#### Exercise prompt:
Take the data below and copy exactly the lines starting at the one with "Find the white saucer" and finishing at the one with "Find the hand", both included.

#### Input data:
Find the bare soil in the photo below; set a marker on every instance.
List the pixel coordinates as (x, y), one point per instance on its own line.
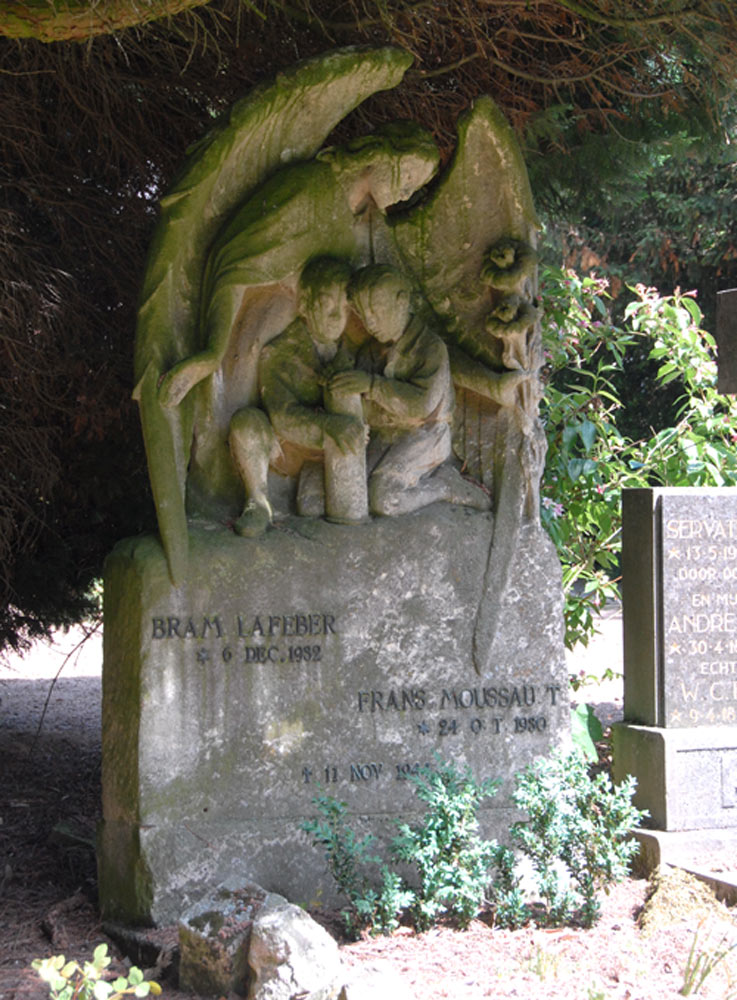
(49, 808)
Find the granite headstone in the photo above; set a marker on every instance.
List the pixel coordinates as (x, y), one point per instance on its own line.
(679, 737)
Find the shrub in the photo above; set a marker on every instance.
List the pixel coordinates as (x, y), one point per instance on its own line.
(576, 834)
(72, 981)
(576, 837)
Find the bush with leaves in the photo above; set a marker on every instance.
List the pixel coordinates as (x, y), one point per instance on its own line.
(452, 862)
(349, 860)
(72, 981)
(589, 460)
(577, 834)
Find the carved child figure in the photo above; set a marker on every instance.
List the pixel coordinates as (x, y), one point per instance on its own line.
(404, 377)
(293, 370)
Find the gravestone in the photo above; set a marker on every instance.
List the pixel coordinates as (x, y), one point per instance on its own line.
(679, 737)
(350, 578)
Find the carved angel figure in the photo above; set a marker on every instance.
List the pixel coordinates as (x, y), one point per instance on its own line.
(257, 203)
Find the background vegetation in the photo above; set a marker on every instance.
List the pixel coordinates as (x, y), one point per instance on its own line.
(623, 109)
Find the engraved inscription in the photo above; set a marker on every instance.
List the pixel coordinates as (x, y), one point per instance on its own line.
(699, 612)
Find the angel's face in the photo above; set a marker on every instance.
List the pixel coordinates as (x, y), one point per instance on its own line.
(326, 313)
(392, 180)
(384, 311)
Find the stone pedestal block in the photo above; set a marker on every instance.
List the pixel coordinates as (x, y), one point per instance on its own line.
(320, 658)
(686, 777)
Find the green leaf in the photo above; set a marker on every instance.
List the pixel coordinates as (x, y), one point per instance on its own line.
(585, 730)
(588, 434)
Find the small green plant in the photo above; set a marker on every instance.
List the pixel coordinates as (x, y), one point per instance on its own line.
(586, 730)
(576, 837)
(349, 861)
(576, 834)
(544, 963)
(589, 459)
(452, 861)
(72, 981)
(701, 962)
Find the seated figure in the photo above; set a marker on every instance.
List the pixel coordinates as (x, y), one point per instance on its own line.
(403, 375)
(293, 371)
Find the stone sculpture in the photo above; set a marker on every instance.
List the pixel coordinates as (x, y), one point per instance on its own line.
(331, 340)
(466, 249)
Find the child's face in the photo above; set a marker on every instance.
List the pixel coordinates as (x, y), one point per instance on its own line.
(384, 311)
(326, 313)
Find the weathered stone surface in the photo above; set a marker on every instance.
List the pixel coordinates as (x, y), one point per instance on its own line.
(318, 658)
(680, 606)
(290, 955)
(214, 937)
(372, 981)
(680, 656)
(686, 778)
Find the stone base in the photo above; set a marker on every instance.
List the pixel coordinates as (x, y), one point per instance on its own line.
(710, 855)
(319, 659)
(686, 778)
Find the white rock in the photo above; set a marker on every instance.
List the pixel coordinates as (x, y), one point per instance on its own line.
(291, 956)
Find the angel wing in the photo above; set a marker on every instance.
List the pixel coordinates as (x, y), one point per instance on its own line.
(278, 123)
(484, 201)
(484, 196)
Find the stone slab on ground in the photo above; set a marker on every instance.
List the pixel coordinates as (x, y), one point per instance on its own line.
(321, 658)
(710, 855)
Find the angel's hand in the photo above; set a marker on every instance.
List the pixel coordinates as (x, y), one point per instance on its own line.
(177, 383)
(352, 381)
(348, 433)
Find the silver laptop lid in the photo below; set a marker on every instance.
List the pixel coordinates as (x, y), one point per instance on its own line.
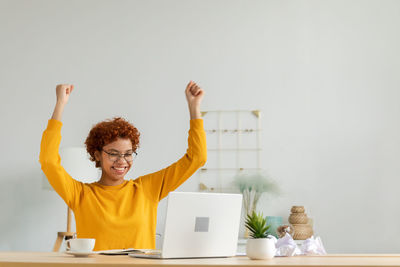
(201, 225)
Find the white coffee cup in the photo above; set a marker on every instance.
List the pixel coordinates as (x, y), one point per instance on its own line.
(80, 244)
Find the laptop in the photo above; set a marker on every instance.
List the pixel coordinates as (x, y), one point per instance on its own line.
(199, 225)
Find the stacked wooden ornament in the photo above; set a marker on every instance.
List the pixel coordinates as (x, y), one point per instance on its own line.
(300, 223)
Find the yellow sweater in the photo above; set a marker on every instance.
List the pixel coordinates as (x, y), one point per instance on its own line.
(122, 216)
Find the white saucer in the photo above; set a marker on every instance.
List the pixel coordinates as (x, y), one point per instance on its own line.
(79, 253)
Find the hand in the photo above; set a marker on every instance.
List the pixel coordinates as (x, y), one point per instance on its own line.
(63, 91)
(194, 95)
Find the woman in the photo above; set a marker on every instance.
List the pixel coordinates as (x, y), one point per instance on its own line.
(119, 213)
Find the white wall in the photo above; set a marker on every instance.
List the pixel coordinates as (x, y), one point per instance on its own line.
(324, 73)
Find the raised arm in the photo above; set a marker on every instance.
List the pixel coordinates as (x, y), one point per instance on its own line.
(157, 185)
(49, 157)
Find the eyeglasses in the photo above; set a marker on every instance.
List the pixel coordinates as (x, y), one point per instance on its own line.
(114, 156)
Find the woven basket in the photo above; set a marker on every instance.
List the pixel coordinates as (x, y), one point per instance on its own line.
(302, 231)
(298, 218)
(297, 209)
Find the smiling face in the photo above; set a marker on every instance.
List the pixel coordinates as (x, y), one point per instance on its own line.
(114, 168)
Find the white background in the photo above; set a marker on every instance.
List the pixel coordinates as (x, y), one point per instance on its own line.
(324, 73)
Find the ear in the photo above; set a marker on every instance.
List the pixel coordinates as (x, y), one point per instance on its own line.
(97, 155)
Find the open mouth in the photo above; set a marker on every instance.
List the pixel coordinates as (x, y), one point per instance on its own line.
(119, 170)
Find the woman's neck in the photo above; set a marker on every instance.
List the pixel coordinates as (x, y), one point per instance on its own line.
(104, 180)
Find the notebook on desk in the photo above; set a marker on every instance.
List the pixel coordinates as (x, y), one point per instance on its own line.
(199, 225)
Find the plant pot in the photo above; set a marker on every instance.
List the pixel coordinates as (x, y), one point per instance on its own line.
(260, 248)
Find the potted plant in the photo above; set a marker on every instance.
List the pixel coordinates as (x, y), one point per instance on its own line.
(259, 246)
(252, 185)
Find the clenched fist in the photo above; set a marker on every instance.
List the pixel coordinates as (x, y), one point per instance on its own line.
(63, 91)
(194, 94)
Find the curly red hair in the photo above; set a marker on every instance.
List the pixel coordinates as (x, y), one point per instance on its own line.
(108, 131)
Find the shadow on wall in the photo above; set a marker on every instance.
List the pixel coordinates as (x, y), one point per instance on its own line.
(31, 216)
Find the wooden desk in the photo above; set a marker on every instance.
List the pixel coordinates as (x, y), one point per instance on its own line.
(8, 259)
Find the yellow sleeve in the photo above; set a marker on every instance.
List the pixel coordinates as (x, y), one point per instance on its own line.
(157, 185)
(68, 188)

#### Answer space:
Find the white saucer in the photo above; set a marker on every instance.
List the pixel coordinates as (x, y), one point per instance on its own line.
(79, 253)
Find the hand in the photo above; set a marker on every instance.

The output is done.